- Work order -
Condense the project summary on RNase H2 in triple-negative breast cancer, which begins "Project Summary Due to their hyperproliferative nature," into a short bulleted list that keeps its main facts.

- Quoted passage -
*** Block opens ***

RNase H2 is a novel therapeutic target in triple negative breast cancer

Project Summary Due to their hyperproliferative nature and intrinsic genomic instability, triple-negative breast cancer (TNBC) cells exhibit high levels of replication stress, which occurs when the DNA replication machinery encounters obstacles that impede the replication process. How TNBC cells adapt to these high levels of replication stress

remains poorly understood. These adaptive mechanisms, if identified, would reveal specific targets in TNBC and provide an effective strategy for TNBC treatment. To this end, we generated innovative cell models and discovered that one major mechanism required for TNBC cells to survive high replication stress is an increase

in the enzyme RNase H2. RNase H2 acts to remove ribonucleotides that have been improperly incorporated into the genome, a key driver of replication stress. Subsequent bioinformatic analysis revealed that RNASEH2A, the catalytic subunit of RNase H2, is overexpressed in 89% of TNBC tumors and all the TNBC

cell lines that we tested. More importantly, we found that RNase H2 inhibition, by genetic depletion or by the chemical inhibitor R14, specifically kills TNBC cells both in vitro and in vivo with minimal effects on nontumorigenic mammary epithelial cells. These important findings indicate that RNase H2 inhibition may be

a promising therapeutic strategy for TNBC treatment. Intriguingly, we also found that RNase H2 inhibition activated the stimulator of interferon genes (STING) pathway and increased expression of key T-cell-attracting cytokines in TNBC cells and sensitized mouse TNBC tumors to anti-PD-1 immunotherapy, suggesting that

the therapeutic effects of RNase H2 inhibition may be potentiated by anti-PD-1 therapy. All of these exciting findings support the hypotheses that RNase H2 inhibition offers a promising therapeutic strategy to treat TNBC and that it may be enhanced by anti-PD-1 immunotherapy. These hypotheses will be tested via 3

specific aims: (1) To identify the underlying mechanisms of the therapeutic efficacy of RNase H2 inhibition in TNBC. We will determine if limiting levels of dNTPs leads to increased misincorporation of ribonucleotides into the genomes of TNBC cells, and if inhibition of RNase H2 in TNBC prevents removal of these

misincorporated ribonucleotides, consequently leading to unsustainably high replication stress and cell death. We will also evaluate the potential mechanisms mediating the escape of TNBC from RNase H2 inhibition and strategies to overcome resistance. (2) To determine the therapeutic potential of R14 for TNBC treatment. We will

determine the in vivo tolerability of R14 in mice to determine the maximum tolerated dose as well as any potential toxicities. We will then assess the efficacy of R14 treatment in 10 TNBC patient-derived xenograft models representative of 5 TNBC subtypes. (3) To determine the therapeutic efficacy of the combination of RNase H2

inhibition with PD-1 immunotherapy in TNBC. We will evaluate the therapeutic efficacy of the R14/PD-1 immunotherapy combination in TNBC using 5 syngeneic TNBC mouse models. We will also assess if and how R14-mediated therapies affect the tumor immune microenvironment.

*** Block closes ***

- Study material -
*** Block opens ***

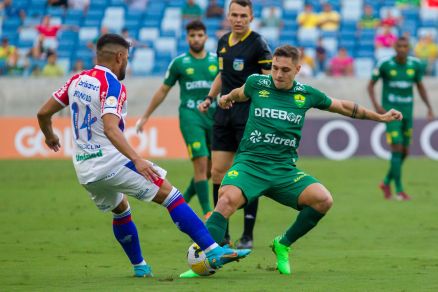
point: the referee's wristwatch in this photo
(210, 98)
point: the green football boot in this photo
(189, 274)
(282, 253)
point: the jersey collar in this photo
(102, 68)
(241, 40)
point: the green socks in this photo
(190, 191)
(395, 171)
(217, 225)
(306, 220)
(201, 188)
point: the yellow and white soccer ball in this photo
(198, 262)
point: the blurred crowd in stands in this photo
(337, 37)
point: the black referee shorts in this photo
(229, 126)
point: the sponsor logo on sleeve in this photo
(111, 102)
(238, 64)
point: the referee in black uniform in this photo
(241, 53)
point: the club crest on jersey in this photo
(264, 82)
(238, 64)
(264, 93)
(212, 69)
(300, 100)
(233, 173)
(111, 101)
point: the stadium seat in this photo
(143, 61)
(148, 34)
(363, 67)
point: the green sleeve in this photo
(249, 86)
(419, 72)
(320, 100)
(172, 74)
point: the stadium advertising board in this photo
(333, 138)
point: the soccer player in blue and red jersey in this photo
(108, 167)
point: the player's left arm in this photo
(351, 109)
(423, 94)
(236, 95)
(44, 116)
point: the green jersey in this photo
(398, 80)
(195, 77)
(276, 117)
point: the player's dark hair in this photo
(196, 25)
(288, 52)
(111, 38)
(243, 3)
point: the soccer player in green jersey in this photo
(195, 72)
(265, 161)
(398, 74)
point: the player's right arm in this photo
(157, 99)
(115, 135)
(236, 95)
(44, 116)
(371, 93)
(351, 109)
(214, 91)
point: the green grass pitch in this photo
(53, 238)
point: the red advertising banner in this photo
(21, 138)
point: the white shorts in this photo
(108, 192)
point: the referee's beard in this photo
(197, 49)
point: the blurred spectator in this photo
(225, 27)
(52, 69)
(10, 10)
(214, 10)
(7, 52)
(389, 19)
(368, 20)
(403, 4)
(79, 4)
(35, 61)
(191, 10)
(341, 64)
(427, 51)
(48, 33)
(329, 19)
(137, 4)
(386, 38)
(307, 64)
(78, 67)
(321, 57)
(273, 19)
(308, 18)
(60, 3)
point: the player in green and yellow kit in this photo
(265, 163)
(398, 74)
(195, 72)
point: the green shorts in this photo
(399, 132)
(283, 187)
(197, 135)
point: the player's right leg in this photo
(312, 199)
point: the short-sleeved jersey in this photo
(195, 77)
(398, 80)
(276, 117)
(237, 62)
(90, 95)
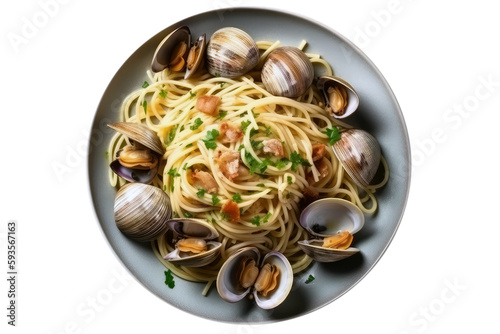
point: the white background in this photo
(440, 272)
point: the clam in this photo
(138, 161)
(341, 100)
(196, 246)
(359, 153)
(175, 52)
(287, 72)
(269, 280)
(179, 41)
(231, 52)
(141, 211)
(332, 222)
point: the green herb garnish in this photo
(215, 199)
(255, 220)
(197, 123)
(169, 279)
(210, 139)
(222, 114)
(173, 172)
(244, 125)
(237, 198)
(333, 134)
(297, 160)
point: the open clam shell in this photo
(351, 102)
(194, 228)
(163, 52)
(141, 211)
(359, 153)
(197, 51)
(327, 217)
(141, 134)
(230, 289)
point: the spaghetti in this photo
(267, 190)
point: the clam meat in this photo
(196, 244)
(269, 281)
(137, 161)
(341, 100)
(332, 223)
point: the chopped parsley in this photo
(215, 199)
(244, 125)
(237, 198)
(333, 134)
(255, 220)
(210, 139)
(222, 114)
(173, 172)
(169, 279)
(197, 123)
(297, 160)
(281, 163)
(254, 165)
(257, 144)
(171, 135)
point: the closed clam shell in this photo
(141, 134)
(227, 282)
(287, 72)
(141, 211)
(285, 281)
(231, 52)
(359, 153)
(163, 52)
(194, 228)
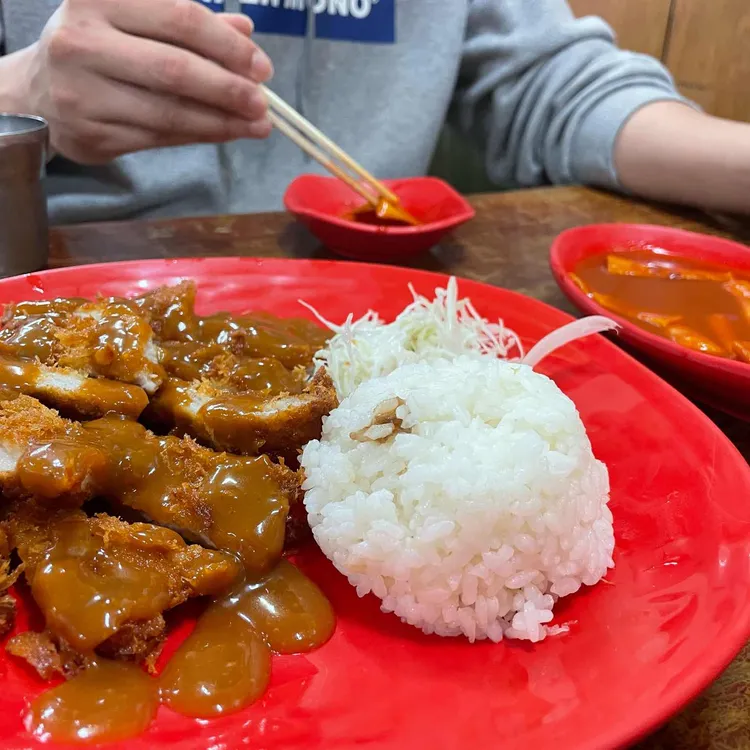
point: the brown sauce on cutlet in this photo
(108, 702)
(225, 663)
(85, 398)
(230, 502)
(107, 338)
(102, 584)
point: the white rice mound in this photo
(473, 510)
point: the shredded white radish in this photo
(578, 329)
(442, 328)
(427, 330)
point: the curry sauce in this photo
(701, 306)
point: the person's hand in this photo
(115, 77)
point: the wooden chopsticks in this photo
(315, 143)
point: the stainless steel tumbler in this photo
(24, 240)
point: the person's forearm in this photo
(14, 82)
(668, 151)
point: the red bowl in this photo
(322, 202)
(718, 382)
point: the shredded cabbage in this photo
(428, 330)
(442, 328)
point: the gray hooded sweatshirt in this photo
(542, 94)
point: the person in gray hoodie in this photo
(154, 106)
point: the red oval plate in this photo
(719, 382)
(322, 202)
(676, 613)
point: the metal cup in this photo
(24, 239)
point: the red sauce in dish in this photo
(701, 306)
(385, 214)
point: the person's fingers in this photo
(239, 22)
(190, 25)
(168, 70)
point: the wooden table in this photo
(506, 245)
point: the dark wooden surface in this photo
(506, 245)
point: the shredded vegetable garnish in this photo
(443, 328)
(578, 329)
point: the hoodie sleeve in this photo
(547, 94)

*** Block closes ***

- Task answer -
- Triple-negative breast cancer (TNBC) cells have high replication stress because they proliferate rapidly and have intrinsic genomic instability. How they adapt to this stress is poorly understood.
- New cell models showed that TNBC cells survive high replication stress mainly by increasing RNase H2. This enzyme removes ribonucleotides wrongly incorporated into the genome, which are a key driver of replication stress.
- RNASEH2A, the catalytic subunit of RNase H2, is overexpressed in 89% of TNBC tumors and in all TNBC cell lines tested.
- Inhibiting RNase H2, either by genetic depletion or with the chemical inhibitor R14, specifically kills TNBC cells in vitro and in vivo. It has minimal effects on nontumorigenic mammary epithelial cells.
- RNase H2 inhibition also activated the STING pathway and raised expression of key T-cell-attracting cytokines. It also sensitized mouse TNBC tumors to anti-PD-1 immunotherapy.
- The hypotheses are that RNase H2 inhibition is a promising TNBC treatment and that anti-PD-1 immunotherapy may enhance it. Three aims will test them:
  1. Identify the mechanisms of its efficacy, including whether limited dNTPs increase ribonucleotide misincorporation and whether blocking their removal causes unsustainable replication stress and cell death. Also study escape from RNase H2 inhibition and ways to overcome resistance.
  2. Determine R14's tolerability, maximum tolerated dose and toxicities in mice. Then test its efficacy in 10 patient-derived xenograft models covering 5 TNBC subtypes.
  3. Evaluate R14 combined with PD-1 immunotherapy in 5 syngeneic TNBC mouse models. Also assess whether and how R14-mediated therapies affect the tumor immune microenvironment.